• Challenge A
From the combined feeds notebook, list every name imported from shared_utils.
• Challenge B
Write out the combined feeds notebook starting at "# Combined Feeds" and ending at "in our dataset.", substituting "cases" for "instances".
• Challenge C
Answer these questions using the combined feeds notebook:
(i) Which organizations appear under "Redding Schedule"?
(ii) What value is pd.options.display.max_columns set to?
(iii) Under which schedule is the City of Duarte listed?

# Combined Feeds
* Tiffany: <i>schedule_gtfs_dataset_names=LA Metro Bus/Railare combined/aggregated to organization_name =A County Metropolitan Transportation Authority -> both feeds have unique information, should be shown</i>
* Find other instances of this in our dataset. 

In [1]:
import geopandas as gpd
import merge_data
import pandas as pd
import yaml
from segment_speed_utils import gtfs_schedule_wrangling, helpers
from segment_speed_utils.project_vars import COMPILED_CACHED_VIEWS, PROJECT_CRS
from shared_utils import catalog_utils, portfolio_utils, publish_utils, rt_dates
from update_vars import GTFS_DATA_DICT, RT_SCHED_GCS, SCHED_GCS, SEGMENT_GCS

In [2]:
pd.options.display.max_columns = 100
pd.options.display.float_format = "{:.2f}".format
pd.set_option("display.max_rows", None)
pd.set_option("display.max_colwidth", None)

## Incorporate Combined Names -> Redo `deploy_portfolio_yaml`

Amtrak Schedule:
- Amtrak
- San Joaquin Joint Powers Authority
Commute.org and Menlo Park Community Shuttles Schedule:
- Commute.org
- City of Menlo Park
San Francisco Bay Ferry and Oakland Alameda Water Shuttle Schedule:
- San Francisco Bay Area Water Emergency Transit Authority
- City of Alameda
SolTrans Schedule:
- Solano County Transit
- Solano Transportation Authority
Sonoma County Transit Schedule:
- Sonoma County
- Cloverdale Transit
Flixbus and Greyhound Schedule:
- FlixBus
- Greyhound
Foothill Schedule:
- Foothill Transit
- City of Duarte
Humboldt Schedule:
- Humboldt Transit Authority
- City of Arcata
- City of Eureka
Redding Schedule:
- Redding Area Bus Authority
- Shasta County
Sacramento Schedule:
- Sacramento Regional Transit District
- City of Rancho Cordova
San Diego Schedule:
- San Diego Metropolitan Transit System
- Flagship Cruises and Events Inc.

• Given data
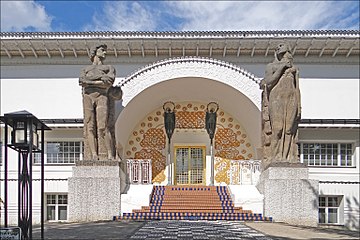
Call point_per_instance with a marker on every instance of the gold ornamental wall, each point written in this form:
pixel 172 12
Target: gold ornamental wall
pixel 148 139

• Full solution A
catalog_utils, portfolio_utils, publish_utils, rt_dates

• Full solution B
# Combined Feeds
* Tiffany: <i>schedule_gtfs_dataset_names=LA Metro Bus/Railare combined/aggregated to organization_name =A County Metropolitan Transportation Authority -> both feeds have unique information, should be shown</i>
* Find other cases of this in our dataset.

• Full solution C
(i) Redding Area Bus Authority and Shasta County
(ii) 100
(iii) Foothill Schedule